## Exercise text

The goals of the 2007 mission statement were to increase the general knowledge and fiscal capacity of women in Vietnam and to improve both the material and spiritual lives of native women. The specific goal was to improve the quality and abilities of Vietnamese women, to cultivate them into women who were “patriotic, knowledgeable, healthy, skilful, dynamic, innovative, cultured, and kind-hearted.” In focusing on the growth of the union, the VWU's secondary goal was to develop the organizational ability of the VWU, planning “To build and develop an organizationally strong VWU” which could be a key role in motivating women's political and domestic participation. The other explicitly stated purpose of the WVU from 2002-2007 was to focus on protecting and developing women's legitimate rights and interests in Vietnam.

===2007–2012===
From 2008, the VWU chose to focus on “Studying and following President Hồ Chí Minh’s moral example” and ”Building affection houses” for their social and economic platforms, and specifically in the realm of women's rights chose to focus on gender equality in the workplace with the “Women and men work together as equals to share the work in building the family of 5 Without-s and 3 Clean-s” campaign. These include, building model roads and streets, creating green spaces for communities, gathering to clean public streets and areas, "voluntary Saturdays" for volunteer work and green organizations, and the promotion of women lowering the birth rate and families not having a third child.
For women in grassroots areas and in response to the criticisms of unfair standards promoted in their ideal of socialist Vietnamese women, the VWU also began a social program in hopes to have women nurture their “self-confidence, self-respect, kind-heartedness and resourcefulness.” The empirical goals of this leadership were to increase participation to 80% in the Women study actively, work creatively and nurture happy families Movement, over 70% information access to non-VWU members about the Party's goals and directives, more than 60% of mothers under 16 having access to family support, and 70% of women using VWU resources reducing familial poverty and working to eliminate childhood hunger. The final goal of these five years was to increase the union's membership and local funding with over 90% of households having at least one VWU member.

===2012–2017===
From 2012, the VWU has increased focus on the plight of Vietnamese women and children who have been or may be victims of human trafficking. By setting up safe houses and increasing available information for the public, the VWU has begun training the most vulnerable in their country to protect themselves from individuals and organizations that may be dangerous. There has also been national safe house construction for women and children who are victims of domestic abuse, highlighting the VWU's focus on creating policy to protect women and children from domestic abuse and financial dependency during this term. The results of this five-year plan will be made available later in 2018 with the announcement of the next five year planning sequence.

=== 2017–present ===
The 12th Congress decided to further launch the emulation movement “Women study actively, work creatively and build happy families” and two campaigns “Women refine the qualities of self-confidence, self-respect, kind-heartedness and resourcefulness” and “Building the family of 5 Without-s and 3 Clean-s” during the 2017-2022 term. The VWU's focuses, broadly, for this term are on improving the efficiency of supervising law implementation that help address essential issues of women and improving the quality of the VWU’s performance at grassroots level and their involvement within the core of the VWU.

## Data shown
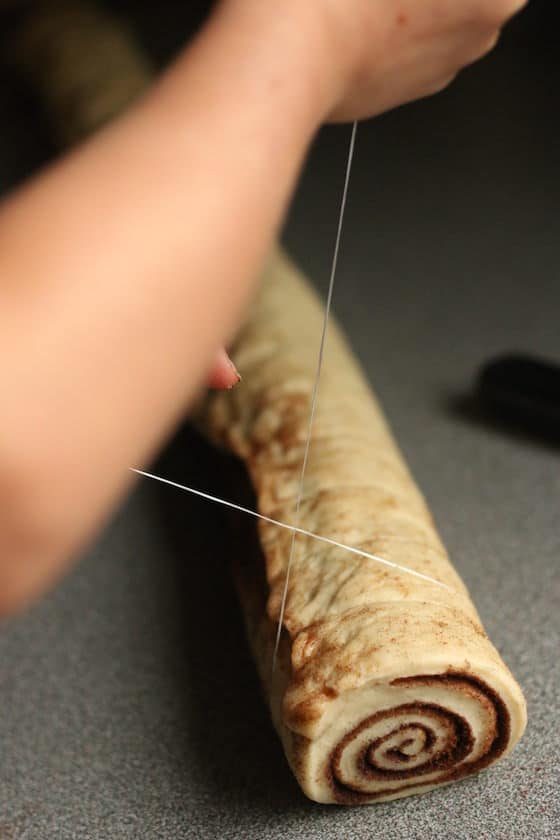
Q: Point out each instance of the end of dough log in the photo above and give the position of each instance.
(386, 685)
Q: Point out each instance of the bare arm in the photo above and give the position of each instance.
(126, 266)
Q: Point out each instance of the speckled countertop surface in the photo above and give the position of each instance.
(129, 703)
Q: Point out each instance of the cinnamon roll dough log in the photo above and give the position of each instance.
(386, 685)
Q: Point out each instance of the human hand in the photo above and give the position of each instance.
(373, 56)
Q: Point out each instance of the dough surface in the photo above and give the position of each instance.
(386, 685)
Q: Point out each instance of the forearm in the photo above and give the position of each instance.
(112, 265)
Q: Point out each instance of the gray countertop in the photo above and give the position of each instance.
(129, 703)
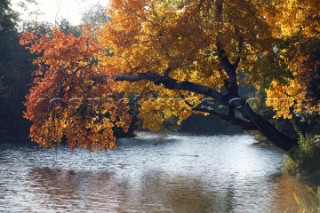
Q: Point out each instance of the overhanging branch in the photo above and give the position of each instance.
(174, 84)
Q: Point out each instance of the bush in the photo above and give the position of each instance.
(305, 158)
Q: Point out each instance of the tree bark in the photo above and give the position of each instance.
(233, 101)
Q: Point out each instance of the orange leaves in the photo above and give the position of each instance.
(67, 98)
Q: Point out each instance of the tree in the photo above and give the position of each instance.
(182, 57)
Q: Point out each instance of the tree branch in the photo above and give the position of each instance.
(245, 125)
(173, 84)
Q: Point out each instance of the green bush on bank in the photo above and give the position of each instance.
(305, 158)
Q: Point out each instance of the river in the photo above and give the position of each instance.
(149, 173)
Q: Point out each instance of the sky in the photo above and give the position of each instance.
(50, 10)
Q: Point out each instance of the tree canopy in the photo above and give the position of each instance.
(180, 56)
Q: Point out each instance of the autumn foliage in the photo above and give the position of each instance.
(77, 95)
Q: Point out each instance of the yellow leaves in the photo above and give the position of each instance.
(288, 100)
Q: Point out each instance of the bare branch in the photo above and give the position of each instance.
(173, 84)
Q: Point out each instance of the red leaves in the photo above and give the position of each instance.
(67, 99)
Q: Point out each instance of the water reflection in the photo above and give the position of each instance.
(149, 174)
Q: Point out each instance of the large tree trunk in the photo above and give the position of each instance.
(251, 121)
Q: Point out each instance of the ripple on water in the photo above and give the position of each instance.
(174, 173)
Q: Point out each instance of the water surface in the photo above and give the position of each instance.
(149, 173)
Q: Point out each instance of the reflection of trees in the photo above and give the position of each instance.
(152, 191)
(157, 191)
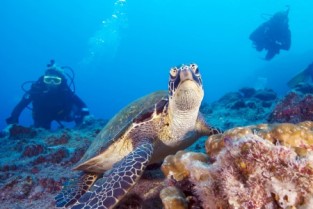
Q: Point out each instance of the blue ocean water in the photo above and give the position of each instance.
(123, 49)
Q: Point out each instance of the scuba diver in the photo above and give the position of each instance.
(52, 99)
(303, 76)
(273, 35)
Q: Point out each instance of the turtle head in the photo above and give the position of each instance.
(185, 88)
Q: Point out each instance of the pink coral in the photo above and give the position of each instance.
(251, 172)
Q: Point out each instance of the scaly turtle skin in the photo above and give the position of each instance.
(144, 132)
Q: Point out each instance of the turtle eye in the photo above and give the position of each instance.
(173, 72)
(195, 69)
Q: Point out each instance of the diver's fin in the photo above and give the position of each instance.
(303, 76)
(74, 189)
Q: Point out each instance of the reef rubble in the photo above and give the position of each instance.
(262, 159)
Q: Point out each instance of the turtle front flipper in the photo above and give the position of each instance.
(107, 191)
(74, 189)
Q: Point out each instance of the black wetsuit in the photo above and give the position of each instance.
(58, 103)
(273, 35)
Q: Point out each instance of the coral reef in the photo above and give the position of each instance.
(173, 198)
(35, 162)
(298, 137)
(227, 112)
(293, 108)
(247, 171)
(243, 168)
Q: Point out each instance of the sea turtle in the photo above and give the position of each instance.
(142, 133)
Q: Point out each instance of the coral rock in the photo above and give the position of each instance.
(294, 108)
(21, 132)
(175, 165)
(250, 172)
(297, 136)
(173, 198)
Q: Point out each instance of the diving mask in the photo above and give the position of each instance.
(52, 80)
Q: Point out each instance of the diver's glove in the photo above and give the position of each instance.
(11, 120)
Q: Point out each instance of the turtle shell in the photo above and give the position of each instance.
(137, 111)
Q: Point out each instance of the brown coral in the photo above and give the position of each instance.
(173, 198)
(297, 136)
(250, 172)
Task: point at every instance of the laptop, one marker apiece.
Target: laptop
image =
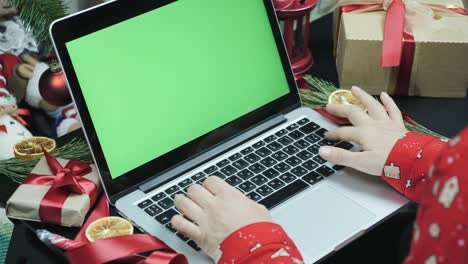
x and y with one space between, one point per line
170 92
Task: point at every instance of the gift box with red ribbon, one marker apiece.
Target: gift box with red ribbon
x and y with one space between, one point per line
404 47
57 191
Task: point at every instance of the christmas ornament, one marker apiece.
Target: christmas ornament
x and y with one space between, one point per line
32 147
294 20
53 86
315 94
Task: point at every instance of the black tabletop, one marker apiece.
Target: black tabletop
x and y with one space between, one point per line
445 116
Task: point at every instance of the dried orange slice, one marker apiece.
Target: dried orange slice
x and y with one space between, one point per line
345 97
106 227
32 147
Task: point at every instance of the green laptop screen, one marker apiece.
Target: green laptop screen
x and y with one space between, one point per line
164 78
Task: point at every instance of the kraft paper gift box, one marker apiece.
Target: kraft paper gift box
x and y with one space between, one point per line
435 66
28 200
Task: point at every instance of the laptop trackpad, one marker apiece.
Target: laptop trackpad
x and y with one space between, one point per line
320 218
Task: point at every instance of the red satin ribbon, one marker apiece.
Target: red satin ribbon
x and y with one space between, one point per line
64 181
123 248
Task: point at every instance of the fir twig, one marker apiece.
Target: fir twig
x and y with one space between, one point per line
17 169
37 17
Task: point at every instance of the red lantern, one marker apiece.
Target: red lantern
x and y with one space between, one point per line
294 21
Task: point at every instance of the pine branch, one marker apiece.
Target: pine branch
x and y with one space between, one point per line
37 17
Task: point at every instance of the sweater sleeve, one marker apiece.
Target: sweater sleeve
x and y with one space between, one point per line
440 234
409 163
262 242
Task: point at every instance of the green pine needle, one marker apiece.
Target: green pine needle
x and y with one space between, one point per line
17 169
37 17
317 97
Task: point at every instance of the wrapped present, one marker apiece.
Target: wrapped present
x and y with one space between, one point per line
404 47
56 191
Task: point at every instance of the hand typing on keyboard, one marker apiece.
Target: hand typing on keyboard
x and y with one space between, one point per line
218 209
376 131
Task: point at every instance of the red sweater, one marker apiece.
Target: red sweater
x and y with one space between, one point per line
427 170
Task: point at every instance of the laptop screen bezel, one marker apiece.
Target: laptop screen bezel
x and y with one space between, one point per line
84 23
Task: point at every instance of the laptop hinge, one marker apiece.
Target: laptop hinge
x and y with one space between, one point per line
211 153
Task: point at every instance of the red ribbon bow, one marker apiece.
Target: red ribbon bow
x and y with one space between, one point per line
64 182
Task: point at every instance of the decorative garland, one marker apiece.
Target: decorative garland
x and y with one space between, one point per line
317 97
17 170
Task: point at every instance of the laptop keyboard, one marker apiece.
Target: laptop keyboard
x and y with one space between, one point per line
269 171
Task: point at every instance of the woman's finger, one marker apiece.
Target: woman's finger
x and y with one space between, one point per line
200 195
354 114
374 108
186 227
188 208
392 109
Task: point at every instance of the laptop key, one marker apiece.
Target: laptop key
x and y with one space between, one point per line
268 161
302 144
153 210
276 184
299 171
240 164
222 163
210 170
245 174
293 161
282 167
246 151
257 168
325 171
254 196
145 203
258 144
319 160
198 176
259 180
292 127
252 158
270 138
264 190
304 155
314 149
181 236
235 157
166 217
312 178
284 194
233 180
287 177
270 173
309 128
296 134
285 140
312 138
310 165
193 245
290 150
185 183
263 152
228 170
280 133
247 186
321 132
166 203
172 189
279 155
274 146
303 121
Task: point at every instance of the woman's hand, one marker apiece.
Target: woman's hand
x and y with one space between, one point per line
376 132
217 209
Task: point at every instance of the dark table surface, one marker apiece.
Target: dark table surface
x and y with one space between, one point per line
445 116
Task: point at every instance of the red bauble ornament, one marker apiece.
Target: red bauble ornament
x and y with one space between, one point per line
53 86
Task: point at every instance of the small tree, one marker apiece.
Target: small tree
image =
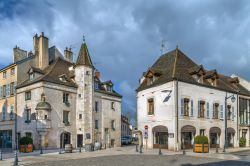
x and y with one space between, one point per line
200 139
242 142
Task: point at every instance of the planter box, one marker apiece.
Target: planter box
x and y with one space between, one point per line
201 148
26 148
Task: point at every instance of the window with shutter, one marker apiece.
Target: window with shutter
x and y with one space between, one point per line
221 112
182 106
207 109
192 108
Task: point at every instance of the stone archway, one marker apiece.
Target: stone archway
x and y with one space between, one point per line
187 136
65 138
160 137
230 136
214 136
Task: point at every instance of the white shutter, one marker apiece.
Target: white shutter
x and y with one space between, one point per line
221 112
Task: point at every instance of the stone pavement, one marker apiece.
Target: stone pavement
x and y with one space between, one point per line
129 150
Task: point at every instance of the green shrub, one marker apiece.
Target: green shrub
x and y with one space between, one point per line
242 142
26 141
200 139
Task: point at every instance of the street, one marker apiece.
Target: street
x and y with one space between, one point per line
145 160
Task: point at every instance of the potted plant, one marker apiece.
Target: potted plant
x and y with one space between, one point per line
26 144
242 142
201 144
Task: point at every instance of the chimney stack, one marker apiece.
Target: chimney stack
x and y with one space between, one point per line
97 74
68 54
41 50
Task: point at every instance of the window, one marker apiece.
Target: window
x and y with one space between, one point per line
96 106
113 105
31 76
201 109
12 88
96 124
28 115
4 74
28 95
11 112
28 134
65 98
151 106
229 112
202 132
12 71
4 91
109 88
113 124
66 117
96 85
4 111
186 107
216 111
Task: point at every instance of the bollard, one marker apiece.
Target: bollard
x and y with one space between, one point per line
160 153
15 159
140 149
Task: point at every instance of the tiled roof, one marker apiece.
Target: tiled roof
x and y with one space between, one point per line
101 89
83 56
175 65
52 74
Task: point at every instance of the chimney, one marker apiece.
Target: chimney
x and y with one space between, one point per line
43 51
68 54
19 54
97 74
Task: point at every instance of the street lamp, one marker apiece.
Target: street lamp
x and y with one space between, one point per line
226 139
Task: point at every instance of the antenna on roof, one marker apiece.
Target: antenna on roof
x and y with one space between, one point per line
162 46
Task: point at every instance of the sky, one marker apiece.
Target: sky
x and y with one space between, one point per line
125 37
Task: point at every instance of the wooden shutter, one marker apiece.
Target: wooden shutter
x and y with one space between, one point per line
182 106
192 107
207 109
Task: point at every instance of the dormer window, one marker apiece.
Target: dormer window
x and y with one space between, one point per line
109 88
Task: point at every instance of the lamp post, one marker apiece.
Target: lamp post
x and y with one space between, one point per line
233 100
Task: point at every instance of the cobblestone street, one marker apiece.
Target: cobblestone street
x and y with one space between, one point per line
144 160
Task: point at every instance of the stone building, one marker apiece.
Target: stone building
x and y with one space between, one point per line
57 103
125 126
178 99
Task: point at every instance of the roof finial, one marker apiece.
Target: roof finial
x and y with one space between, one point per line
83 39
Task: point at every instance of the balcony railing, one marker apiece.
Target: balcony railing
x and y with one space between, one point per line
43 124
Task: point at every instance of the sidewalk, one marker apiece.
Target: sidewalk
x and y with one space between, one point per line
53 155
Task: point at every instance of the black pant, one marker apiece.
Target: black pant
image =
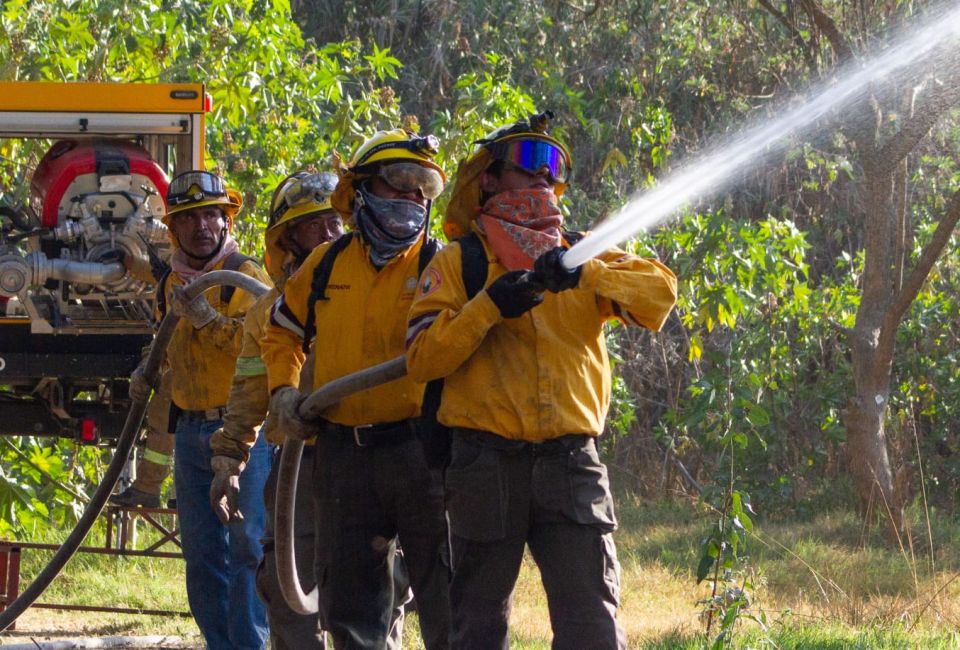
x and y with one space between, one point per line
554 497
367 498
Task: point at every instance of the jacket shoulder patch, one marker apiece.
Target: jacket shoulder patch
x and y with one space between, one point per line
430 281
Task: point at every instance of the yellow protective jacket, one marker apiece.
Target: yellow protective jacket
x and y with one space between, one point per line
544 374
202 360
362 323
249 395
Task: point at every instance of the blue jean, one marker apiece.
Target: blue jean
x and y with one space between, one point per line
221 559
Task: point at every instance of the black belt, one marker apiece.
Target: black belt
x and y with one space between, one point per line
207 415
372 435
549 447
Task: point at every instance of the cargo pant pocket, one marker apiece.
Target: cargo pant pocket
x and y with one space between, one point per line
590 500
474 492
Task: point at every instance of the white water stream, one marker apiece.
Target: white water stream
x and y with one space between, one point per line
712 172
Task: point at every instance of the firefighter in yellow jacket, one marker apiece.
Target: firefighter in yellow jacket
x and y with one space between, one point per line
301 218
373 483
526 390
221 560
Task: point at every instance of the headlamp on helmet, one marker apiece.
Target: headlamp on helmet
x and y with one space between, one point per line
301 190
412 177
427 145
526 145
195 186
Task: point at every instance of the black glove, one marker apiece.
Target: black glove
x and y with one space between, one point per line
552 274
515 293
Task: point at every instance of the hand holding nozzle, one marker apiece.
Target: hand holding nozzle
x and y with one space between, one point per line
550 271
515 293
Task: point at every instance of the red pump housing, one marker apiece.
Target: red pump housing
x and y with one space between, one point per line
71 168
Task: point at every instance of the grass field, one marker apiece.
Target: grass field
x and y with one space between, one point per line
824 582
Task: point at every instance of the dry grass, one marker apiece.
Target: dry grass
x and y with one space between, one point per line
824 578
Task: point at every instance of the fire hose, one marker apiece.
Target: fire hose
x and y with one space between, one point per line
125 443
289 470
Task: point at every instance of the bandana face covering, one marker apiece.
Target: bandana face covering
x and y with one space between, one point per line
521 225
390 226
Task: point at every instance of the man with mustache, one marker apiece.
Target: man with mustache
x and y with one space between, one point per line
221 560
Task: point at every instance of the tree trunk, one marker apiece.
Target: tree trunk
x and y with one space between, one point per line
872 350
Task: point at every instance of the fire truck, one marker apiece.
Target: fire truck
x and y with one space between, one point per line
83 174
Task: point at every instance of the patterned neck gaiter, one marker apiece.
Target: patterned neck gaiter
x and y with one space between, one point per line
521 225
389 226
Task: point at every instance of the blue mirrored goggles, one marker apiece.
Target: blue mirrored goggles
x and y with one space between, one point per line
535 155
195 186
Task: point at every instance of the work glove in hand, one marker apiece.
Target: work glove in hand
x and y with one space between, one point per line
283 406
549 270
198 311
514 293
225 488
140 389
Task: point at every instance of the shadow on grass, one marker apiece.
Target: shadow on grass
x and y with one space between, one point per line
831 554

## Exercise tasks
A) Using the text on the VWU's five-year goals, answer the following:
(i) From 2012, the VWU increased its focus on Vietnamese women and children who have been or may be victims of what?
(ii) For the 2007–2012 period, what share of households was targeted to have at least one VWU member?
(iii) Which Congress decided to further launch the emulation movement for the 2017-2022 term?
B) Copy the part of the text on the VWU's five-year goals between "For women in" and "one VWU member.", inclusive, and swap "empirical goals" for "measurable goals".

## Answer set
A)
(i) Human trafficking.
(ii) Over 90%.
(iii) The 12th Congress.

B)
For women in grassroots areas and in response to the criticisms of unfair standards promoted in their ideal of socialist Vietnamese women, the VWU also began a social program in hopes to have women nurture their “self-confidence, self-respect, kind-heartedness and resourcefulness.” The measurable goals of this leadership were to increase participation to 80% in the Women study actively, work creatively and nurture happy families Movement, over 70% information access to non-VWU members about the Party's goals and directives, more than 60% of mothers under 16 having access to family support, and 70% of women using VWU resources reducing familial poverty and working to eliminate childhood hunger. The final goal of these five years was to increase the union's membership and local funding with over 90% of households having at least one VWU member.